(Image-grounded pointing data)
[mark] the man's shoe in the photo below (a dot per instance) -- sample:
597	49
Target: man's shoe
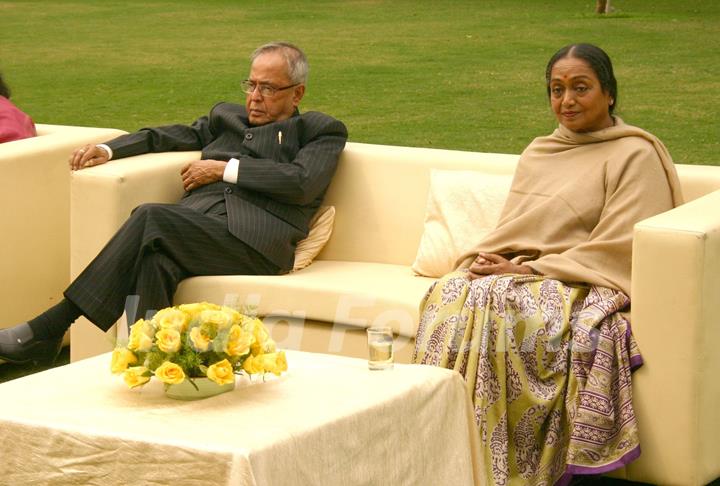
19	345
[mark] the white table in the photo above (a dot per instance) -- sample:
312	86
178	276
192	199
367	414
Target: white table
328	420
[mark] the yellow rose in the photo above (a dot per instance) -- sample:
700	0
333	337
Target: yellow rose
194	310
199	339
261	336
221	372
281	362
136	376
171	318
168	340
239	341
170	373
253	365
217	319
140	338
121	359
269	346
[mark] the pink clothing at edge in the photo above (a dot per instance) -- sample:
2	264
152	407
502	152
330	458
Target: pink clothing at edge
14	124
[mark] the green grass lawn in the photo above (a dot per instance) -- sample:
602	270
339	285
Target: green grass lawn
463	75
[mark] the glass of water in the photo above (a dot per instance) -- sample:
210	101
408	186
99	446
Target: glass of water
380	348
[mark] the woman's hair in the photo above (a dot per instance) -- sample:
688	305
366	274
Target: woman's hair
4	88
294	56
598	61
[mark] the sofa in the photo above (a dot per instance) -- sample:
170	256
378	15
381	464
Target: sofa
35	205
363	277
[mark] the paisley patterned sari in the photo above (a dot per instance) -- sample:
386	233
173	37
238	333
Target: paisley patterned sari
548	367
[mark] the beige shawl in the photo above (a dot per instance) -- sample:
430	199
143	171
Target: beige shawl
574	200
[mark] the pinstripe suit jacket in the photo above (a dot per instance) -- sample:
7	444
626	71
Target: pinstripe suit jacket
281	181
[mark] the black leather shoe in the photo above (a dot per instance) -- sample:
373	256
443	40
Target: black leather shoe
19	345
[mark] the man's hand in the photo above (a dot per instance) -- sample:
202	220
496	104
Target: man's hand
491	264
201	172
87	156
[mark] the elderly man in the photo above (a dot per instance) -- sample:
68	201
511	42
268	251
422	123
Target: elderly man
264	172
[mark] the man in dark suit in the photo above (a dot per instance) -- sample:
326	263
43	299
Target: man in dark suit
263	173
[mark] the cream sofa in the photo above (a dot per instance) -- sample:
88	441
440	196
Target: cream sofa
363	277
35	205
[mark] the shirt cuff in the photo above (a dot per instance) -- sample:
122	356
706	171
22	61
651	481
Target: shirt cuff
230	174
106	149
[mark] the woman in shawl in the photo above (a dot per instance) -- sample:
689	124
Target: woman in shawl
14	124
533	317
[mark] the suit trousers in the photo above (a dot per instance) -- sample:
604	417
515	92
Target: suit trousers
156	248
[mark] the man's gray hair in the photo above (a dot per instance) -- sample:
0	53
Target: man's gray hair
297	62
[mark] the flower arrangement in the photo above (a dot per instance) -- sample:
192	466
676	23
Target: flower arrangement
194	341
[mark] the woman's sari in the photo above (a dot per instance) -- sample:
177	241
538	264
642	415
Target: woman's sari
548	368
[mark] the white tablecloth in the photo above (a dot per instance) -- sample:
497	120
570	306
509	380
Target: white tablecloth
328	420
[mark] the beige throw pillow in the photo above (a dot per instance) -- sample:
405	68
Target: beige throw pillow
462	207
319	234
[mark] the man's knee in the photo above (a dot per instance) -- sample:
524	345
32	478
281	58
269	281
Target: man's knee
148	209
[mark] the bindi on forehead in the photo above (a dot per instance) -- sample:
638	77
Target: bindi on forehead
572	71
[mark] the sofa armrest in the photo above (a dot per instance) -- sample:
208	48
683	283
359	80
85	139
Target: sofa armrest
35	215
102	197
675	309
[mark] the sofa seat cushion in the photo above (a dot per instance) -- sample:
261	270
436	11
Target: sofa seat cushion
351	293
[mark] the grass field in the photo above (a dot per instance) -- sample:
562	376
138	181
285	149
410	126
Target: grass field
463	75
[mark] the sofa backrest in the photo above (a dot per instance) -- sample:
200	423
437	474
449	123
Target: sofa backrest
380	195
698	180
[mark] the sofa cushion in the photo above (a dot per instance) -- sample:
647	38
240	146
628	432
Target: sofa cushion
462	207
320	231
352	293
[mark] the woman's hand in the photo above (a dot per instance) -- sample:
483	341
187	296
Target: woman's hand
491	264
87	156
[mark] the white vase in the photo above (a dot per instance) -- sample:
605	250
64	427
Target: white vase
205	388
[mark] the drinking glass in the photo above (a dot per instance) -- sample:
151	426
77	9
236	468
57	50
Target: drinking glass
380	341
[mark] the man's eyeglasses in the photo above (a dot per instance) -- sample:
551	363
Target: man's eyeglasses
266	90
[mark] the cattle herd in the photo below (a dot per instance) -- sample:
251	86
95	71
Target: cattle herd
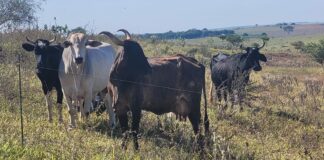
80	69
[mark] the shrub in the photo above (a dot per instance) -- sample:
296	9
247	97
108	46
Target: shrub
316	50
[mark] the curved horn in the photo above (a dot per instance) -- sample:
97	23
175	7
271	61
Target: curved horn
128	36
52	40
262	44
241	47
113	38
28	40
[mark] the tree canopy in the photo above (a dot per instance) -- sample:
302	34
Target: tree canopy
17	12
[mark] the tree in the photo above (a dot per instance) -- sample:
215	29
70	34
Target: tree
298	45
316	50
222	36
265	37
234	39
17	12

> EXERCISE REQUIREMENTS: Return exactly what appears in the records from the line with "Target: tree canopy" through the final line, and nothing else.

> RESPONSE AREA:
Target: tree canopy
17	12
[mark] the tree in the photo above (a dot per instance) -- sample:
215	29
70	34
Target: tree
298	45
316	50
222	36
265	37
234	39
17	12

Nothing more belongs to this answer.